There are more references to telling and writing stories in Inferno than in either Purgatorio or Paradiso. In this way, to a modern reader, Inferno appears to be the most literary of the three canticas; its concern more with the literary prowess of Dante as author and less about the ecclesiastical instructions. The modern reader finds it hard to ignore the fact that Dante emphasizes the literary aspects of Inferno. Dante’s focus can be seen in numerous ways: the numerous references throughout the text to poets and their creations, the focus on the fame to be gained through telling stories and references to actual writing within the text. Dante the author makes a distinction within the text between shades who talk when prompted by Virgil and Dante and shades who are specifically seduced by the idea of having their story told. The latter shades fall into several categories: shades who wish to be famous, literary figures who wish to be remembered (reread?) in the world above and poets who wish their tales to be retold and referenced.
Dante’s literary emphasis can be seen in how he places importance on the poets in the Inferno from the very beginning. In Canto I, Virgil gives his qualifications as a poet, not a guide to the underworld: “I was a poet and I sang/the just son of Anchises come from Troy/after proud Ilium was put to flame.” (line 73-75). This is also what Dante praises him for when he refers to Virgil as his “teacher” and “author” (line 85). He credits Virgil with the inspiration to write in his “noble style” (line 87). Virgil’s qualifications are partly as a man who has written about the underworld, but in Canto I, Dante appears to want the reader of Inferno to see Virgil as a literary guide. This emphasis on literature is further emphasized with the invocation at the beginning of Canto II. Despite Dante wanting Inferno to be seen as an instructional text for Christians, he opens Canto II with an invocation to the Muses to guide his writing (lines 7-9). Dante then calls Virgil by the title “Poet” emphasizing Virgil’s literary knowledge, and not his knowledge of the underworld. This reference can be interpreted that what Dante chooses Virgil more as a guide for the literary work Dante is writing than for any guidance Virgil can offer to a Christian in Hell. In this way, Virgil’s presence is to help Dante tell the best story he can, as well as to make sure that Dante gets stories from the shades.

- Tasks and exercises:
1: Condense the paragraph of the essay on storytelling in Inferno that begins "There are more references to telling and writing stories" into a short bulleted list of its main points.
2: Extend the essay on storytelling in Inferno with its next paragraph, starting after the sentence that ends "to make sure that Dante gets stories from the shades."
The entries after this point are separate material, apart from the essay.

- Data lines:
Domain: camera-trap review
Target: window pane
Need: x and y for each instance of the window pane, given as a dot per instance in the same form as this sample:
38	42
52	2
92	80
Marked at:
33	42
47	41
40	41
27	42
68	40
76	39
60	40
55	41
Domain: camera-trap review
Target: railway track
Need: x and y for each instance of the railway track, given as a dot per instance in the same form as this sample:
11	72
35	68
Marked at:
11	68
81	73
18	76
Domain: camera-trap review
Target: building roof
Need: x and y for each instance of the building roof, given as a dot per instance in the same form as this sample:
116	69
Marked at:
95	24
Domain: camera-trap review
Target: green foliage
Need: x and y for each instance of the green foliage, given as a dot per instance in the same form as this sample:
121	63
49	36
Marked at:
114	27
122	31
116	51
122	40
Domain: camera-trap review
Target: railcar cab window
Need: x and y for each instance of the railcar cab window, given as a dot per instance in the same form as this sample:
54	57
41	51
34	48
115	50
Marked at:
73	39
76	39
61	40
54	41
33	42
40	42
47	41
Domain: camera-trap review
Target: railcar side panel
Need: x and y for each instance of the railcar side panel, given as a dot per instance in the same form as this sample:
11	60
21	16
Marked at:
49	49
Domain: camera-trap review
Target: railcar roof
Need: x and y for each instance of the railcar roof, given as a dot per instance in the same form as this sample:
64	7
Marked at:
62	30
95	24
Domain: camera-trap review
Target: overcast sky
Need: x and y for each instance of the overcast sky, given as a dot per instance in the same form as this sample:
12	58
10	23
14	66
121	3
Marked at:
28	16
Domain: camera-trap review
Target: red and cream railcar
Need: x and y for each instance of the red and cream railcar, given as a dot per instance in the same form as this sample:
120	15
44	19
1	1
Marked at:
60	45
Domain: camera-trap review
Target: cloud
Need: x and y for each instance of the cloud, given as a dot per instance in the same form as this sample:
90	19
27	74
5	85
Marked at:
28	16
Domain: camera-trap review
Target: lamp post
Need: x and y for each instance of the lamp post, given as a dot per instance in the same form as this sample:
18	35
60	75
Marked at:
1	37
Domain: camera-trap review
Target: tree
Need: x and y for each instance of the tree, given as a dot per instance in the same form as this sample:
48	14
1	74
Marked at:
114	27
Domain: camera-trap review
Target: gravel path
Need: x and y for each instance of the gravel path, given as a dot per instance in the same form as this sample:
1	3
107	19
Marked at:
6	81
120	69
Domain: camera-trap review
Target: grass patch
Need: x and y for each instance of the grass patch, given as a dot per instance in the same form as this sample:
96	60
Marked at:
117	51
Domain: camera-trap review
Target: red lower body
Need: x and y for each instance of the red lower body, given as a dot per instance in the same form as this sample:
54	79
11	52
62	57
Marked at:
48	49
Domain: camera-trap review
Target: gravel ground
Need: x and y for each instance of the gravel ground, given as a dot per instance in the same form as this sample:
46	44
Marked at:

- Written responses:
1:
- Inferno refers to telling and writing stories more often than Purgatorio or Paradiso.
- To a modern reader, this makes it the most literary of the three canticas, more concerned with Dante's literary prowess as author than with ecclesiastical instruction.
- Dante's literary focus shows in references to poets and their creations, in attention to the fame gained by telling stories, and in references to actual writing within the text.
- Dante separates shades who talk when prompted by Virgil and Dante from shades drawn in by the idea of having their story told.
- The second group includes shades who wish to be famous, literary figures who wish to be remembered in the world above, and poets who want their tales retold and referenced.

2:
Dante continues to emphasize literature by his presentation of the classical poets and the grand characters they’ve created, who all receive special attention. Canto IV focuses on Dante’s encounter with the classical poets, and his inclusion in their midst: “Honor the loftiest of poets!” (line 80). Dante in a sign of literary arrogance manages to include himself in this great company: “And then they showed me greater honor still, /for they made me one of their company” (lines 100-101). This inclusion in such lofty company will come up again when Dante addresses his own writing later in the poem. He goes on to describe the people in Limbo who are the creations of these great poets: Electra, Hector, Aeneas, Caesar, Camilla, Penthesilea, Julia, Marcia, Latinus, Lavinia, Brutus, Lucretia, and Cornelia. Dante creates another literary list in Canto V when he lists the ladies and knights. Throughout Inferno, Dante encourages shades to speak to him by bribing them with the idea of having their story written down. These instances differ slightly from those in their placement. These shades, while they do have interesting stories, are valuable because they are the creations of great poets. Therefore, the structure Dante is focusing on here is the importance of poets and their poetry, not necessarily the stories these shades have to tell. These “classical” shades do share with their counterparts a desire to have their story told. The further influence of literature is seen in Francesca’s story, where she blames her fall on the power of literature (lines 130-138). Again, it is the power of the author of the literature that is emphasized; Francesca is simply the vehicle for conveying this information. The continued emphasis on poetry and poets can be seen again in canto 15 when Dante once again stresses the importance of poets as teachers and guides but this time with the more modern example in Brunetto. Dante credits Brunetto with how he was taught “how man makes himself immortal.” (line 85). As in the earlier example of the classical poets, with including himself in their lofty company, Dante is stressing the importance of poets in his poem while also elevating his own poetry.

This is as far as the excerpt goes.